>> begin

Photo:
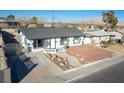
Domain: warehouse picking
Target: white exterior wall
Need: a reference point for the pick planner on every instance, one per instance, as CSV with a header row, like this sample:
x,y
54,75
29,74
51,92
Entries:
x,y
55,43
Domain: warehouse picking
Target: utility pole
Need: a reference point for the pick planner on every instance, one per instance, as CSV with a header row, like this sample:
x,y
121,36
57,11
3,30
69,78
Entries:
x,y
53,19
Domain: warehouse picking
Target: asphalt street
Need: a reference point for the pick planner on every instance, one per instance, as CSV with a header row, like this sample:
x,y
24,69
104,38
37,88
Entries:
x,y
112,74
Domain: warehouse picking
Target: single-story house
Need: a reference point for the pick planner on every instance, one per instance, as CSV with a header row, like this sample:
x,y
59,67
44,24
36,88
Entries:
x,y
96,37
49,39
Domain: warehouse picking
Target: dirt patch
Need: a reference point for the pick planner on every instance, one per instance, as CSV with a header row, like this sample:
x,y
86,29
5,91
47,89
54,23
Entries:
x,y
89,53
117,48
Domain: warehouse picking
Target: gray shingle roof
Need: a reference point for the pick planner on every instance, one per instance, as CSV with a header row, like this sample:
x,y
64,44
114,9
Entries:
x,y
49,32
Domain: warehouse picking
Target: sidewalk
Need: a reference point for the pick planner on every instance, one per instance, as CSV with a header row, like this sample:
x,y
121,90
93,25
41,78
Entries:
x,y
85,70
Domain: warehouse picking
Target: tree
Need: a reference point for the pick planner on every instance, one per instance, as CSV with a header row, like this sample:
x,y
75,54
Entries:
x,y
11,17
110,20
34,20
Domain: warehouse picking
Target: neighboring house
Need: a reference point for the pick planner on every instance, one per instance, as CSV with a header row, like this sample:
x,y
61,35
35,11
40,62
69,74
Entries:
x,y
4,70
96,37
49,39
6,22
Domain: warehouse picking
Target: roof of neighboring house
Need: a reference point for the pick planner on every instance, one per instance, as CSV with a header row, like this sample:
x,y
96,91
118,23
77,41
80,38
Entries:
x,y
101,33
3,18
49,32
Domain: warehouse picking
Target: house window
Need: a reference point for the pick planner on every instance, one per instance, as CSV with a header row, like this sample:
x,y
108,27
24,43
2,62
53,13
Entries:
x,y
76,40
38,43
63,41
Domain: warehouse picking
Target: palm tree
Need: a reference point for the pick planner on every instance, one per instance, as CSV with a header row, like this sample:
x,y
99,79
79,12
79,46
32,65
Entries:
x,y
111,21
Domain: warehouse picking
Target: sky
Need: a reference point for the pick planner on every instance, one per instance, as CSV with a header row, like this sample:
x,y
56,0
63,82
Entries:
x,y
61,15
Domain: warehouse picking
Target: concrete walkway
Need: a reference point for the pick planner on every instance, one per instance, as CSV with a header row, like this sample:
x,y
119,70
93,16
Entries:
x,y
88,69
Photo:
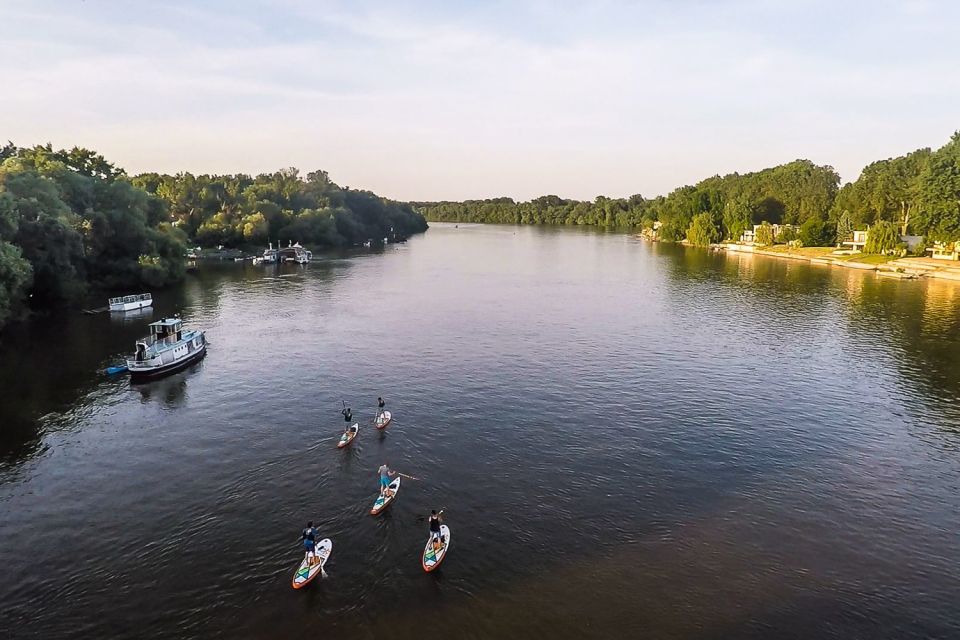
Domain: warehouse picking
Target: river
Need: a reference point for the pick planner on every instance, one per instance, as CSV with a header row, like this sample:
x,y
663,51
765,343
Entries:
x,y
628,439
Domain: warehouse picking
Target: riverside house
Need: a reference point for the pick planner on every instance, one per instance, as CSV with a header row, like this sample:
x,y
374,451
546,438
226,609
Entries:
x,y
945,251
858,243
750,235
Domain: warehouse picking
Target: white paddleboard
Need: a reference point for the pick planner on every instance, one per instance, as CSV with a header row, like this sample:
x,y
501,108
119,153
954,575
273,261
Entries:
x,y
307,572
433,556
382,502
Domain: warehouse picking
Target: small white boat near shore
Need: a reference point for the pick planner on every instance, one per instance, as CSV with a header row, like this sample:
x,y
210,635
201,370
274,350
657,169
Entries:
x,y
129,303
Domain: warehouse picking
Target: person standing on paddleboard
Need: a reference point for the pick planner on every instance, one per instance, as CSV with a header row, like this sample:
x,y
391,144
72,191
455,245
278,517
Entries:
x,y
385,474
309,537
435,533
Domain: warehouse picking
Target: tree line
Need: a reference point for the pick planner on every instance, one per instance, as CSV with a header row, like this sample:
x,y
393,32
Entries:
x,y
918,193
70,221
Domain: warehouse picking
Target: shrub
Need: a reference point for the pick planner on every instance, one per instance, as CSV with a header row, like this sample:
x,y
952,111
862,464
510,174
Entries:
x,y
817,233
882,238
702,231
764,235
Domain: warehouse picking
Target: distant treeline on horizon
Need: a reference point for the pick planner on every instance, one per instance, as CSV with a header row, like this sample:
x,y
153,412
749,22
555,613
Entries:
x,y
919,191
70,221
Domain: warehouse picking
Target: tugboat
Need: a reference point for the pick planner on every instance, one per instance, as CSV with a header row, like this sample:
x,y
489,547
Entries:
x,y
166,350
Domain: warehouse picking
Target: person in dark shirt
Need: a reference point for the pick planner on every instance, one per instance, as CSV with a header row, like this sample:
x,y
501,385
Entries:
x,y
435,535
309,538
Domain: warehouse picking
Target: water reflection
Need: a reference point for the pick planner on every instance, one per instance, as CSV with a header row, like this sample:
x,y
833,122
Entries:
x,y
170,392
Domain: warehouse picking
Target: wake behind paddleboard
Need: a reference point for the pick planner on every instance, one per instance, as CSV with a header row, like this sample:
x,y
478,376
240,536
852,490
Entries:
x,y
307,572
346,439
382,502
433,554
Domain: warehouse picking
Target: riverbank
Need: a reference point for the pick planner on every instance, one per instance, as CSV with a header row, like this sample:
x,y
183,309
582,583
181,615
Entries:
x,y
888,266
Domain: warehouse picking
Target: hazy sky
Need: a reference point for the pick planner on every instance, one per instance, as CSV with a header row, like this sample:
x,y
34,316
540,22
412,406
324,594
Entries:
x,y
455,99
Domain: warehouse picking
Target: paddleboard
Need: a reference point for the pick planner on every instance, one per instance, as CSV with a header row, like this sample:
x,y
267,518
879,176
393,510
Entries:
x,y
433,556
347,439
383,502
306,572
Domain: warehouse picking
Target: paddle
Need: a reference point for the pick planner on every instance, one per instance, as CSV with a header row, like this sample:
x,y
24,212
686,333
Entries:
x,y
422,518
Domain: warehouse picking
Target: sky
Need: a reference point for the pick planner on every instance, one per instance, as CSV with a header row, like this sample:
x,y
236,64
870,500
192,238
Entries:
x,y
460,100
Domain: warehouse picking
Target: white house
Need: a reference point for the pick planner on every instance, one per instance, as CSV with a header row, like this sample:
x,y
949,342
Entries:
x,y
750,236
858,243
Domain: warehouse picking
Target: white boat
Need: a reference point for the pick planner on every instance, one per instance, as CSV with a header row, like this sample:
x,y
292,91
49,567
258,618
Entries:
x,y
294,253
129,303
166,350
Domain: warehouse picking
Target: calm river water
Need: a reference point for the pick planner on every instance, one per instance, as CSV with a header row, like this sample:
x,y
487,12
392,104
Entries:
x,y
629,440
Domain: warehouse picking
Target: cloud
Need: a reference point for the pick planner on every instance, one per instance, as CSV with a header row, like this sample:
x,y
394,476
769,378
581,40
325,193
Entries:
x,y
452,100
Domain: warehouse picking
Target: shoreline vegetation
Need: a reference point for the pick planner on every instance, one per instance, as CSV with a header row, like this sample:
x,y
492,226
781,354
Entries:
x,y
798,204
71,222
894,266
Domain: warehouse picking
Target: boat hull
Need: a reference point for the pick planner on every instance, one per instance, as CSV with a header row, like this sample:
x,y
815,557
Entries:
x,y
144,375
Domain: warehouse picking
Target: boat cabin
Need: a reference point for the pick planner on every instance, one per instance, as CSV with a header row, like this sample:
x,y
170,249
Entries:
x,y
162,332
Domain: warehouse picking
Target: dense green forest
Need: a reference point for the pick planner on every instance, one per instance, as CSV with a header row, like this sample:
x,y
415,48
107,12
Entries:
x,y
919,193
71,221
240,210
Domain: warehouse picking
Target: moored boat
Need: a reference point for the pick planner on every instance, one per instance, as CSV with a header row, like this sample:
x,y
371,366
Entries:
x,y
129,303
166,350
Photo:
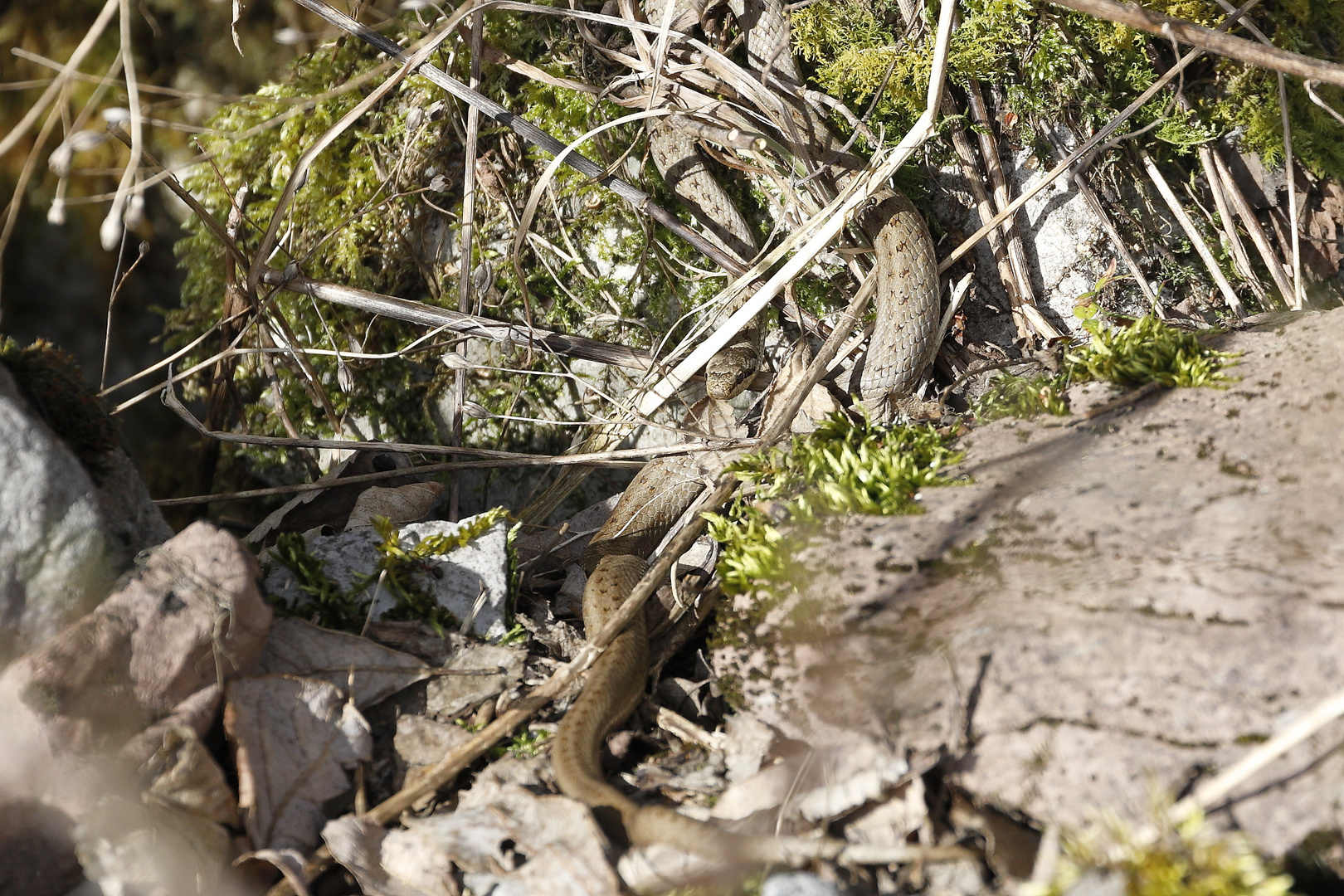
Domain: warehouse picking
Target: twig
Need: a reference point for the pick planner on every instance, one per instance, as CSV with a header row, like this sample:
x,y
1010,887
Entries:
x,y
1096,140
819,230
22,184
494,331
112,299
401,473
1216,42
114,223
169,399
971,169
1195,236
464,266
1012,238
52,90
1109,226
1211,791
1241,261
459,759
531,134
1254,229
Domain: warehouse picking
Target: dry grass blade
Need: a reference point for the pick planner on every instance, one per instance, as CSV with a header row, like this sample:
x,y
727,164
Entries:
x,y
1096,140
410,62
1211,41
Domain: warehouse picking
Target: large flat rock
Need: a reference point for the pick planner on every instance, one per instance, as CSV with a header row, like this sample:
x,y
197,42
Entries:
x,y
1110,606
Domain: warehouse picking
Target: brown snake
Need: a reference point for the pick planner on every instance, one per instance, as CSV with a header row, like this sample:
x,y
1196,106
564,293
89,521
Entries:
x,y
906,324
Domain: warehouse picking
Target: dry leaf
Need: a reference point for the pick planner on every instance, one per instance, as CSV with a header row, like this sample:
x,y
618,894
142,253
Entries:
x,y
293,739
403,504
303,649
487,670
505,840
187,618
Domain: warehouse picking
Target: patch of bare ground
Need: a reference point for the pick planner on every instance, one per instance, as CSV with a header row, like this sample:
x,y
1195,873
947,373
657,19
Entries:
x,y
1109,606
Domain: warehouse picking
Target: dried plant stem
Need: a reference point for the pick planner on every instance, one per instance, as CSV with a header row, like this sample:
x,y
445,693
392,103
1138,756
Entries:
x,y
464,262
1195,236
1116,236
22,183
1092,143
1241,261
1209,39
67,71
402,473
990,152
1254,229
971,169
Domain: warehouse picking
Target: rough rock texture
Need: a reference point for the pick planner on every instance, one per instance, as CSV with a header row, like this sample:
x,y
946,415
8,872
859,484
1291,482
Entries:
x,y
63,540
1109,606
470,582
188,618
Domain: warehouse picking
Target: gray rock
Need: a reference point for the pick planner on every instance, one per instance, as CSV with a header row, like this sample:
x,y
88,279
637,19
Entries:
x,y
797,884
63,539
470,582
1105,607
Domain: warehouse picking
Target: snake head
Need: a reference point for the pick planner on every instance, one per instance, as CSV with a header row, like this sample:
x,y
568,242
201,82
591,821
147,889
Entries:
x,y
732,371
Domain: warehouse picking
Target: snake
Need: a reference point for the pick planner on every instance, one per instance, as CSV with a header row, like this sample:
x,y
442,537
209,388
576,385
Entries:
x,y
902,343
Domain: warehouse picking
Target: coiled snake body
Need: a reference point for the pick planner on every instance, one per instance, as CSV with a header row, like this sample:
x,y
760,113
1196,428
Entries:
x,y
906,324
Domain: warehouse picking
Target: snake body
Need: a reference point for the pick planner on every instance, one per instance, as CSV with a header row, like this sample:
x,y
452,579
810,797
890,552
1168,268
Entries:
x,y
906,325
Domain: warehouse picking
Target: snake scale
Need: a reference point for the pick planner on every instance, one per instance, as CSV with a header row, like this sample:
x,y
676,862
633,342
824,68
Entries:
x,y
901,347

>> end

▸ THE REQUEST:
Please locate each line in the records above that contains the word "paddleboard", and copy those lines.

▸ RIGHT ANSWER:
Target: white paddleboard
Target: person standing on paddleboard
Target: wake behind paddleboard
Target: paddleboard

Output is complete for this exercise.